BEGIN

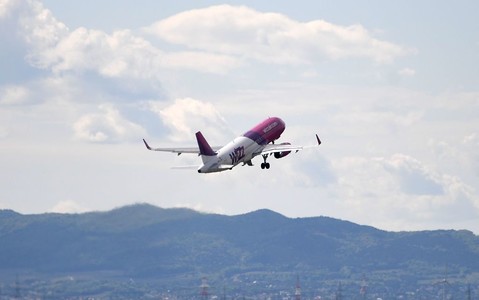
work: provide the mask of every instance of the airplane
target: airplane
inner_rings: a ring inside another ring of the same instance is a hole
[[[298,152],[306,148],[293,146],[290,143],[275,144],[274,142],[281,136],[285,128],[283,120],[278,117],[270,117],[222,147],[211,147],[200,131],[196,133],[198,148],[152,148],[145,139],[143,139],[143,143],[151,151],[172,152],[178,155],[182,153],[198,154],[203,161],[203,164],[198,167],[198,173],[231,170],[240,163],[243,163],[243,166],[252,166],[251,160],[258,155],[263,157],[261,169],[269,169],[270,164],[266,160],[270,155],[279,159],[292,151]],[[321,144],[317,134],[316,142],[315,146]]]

END
BEGIN

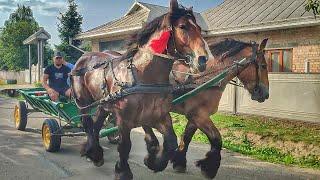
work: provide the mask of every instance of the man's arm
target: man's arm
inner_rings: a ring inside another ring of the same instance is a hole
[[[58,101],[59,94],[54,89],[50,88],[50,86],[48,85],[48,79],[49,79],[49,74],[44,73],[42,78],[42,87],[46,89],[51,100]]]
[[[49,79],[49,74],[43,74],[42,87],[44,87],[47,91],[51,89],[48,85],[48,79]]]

END

■ **Work task**: Look above for the line holding "work: provide the mask of every instance of the airplane". Print it and every line after it, exactly, through the line holding "target: airplane".

■ **Finished task**:
work: provide the mask of every instance of the airplane
target: airplane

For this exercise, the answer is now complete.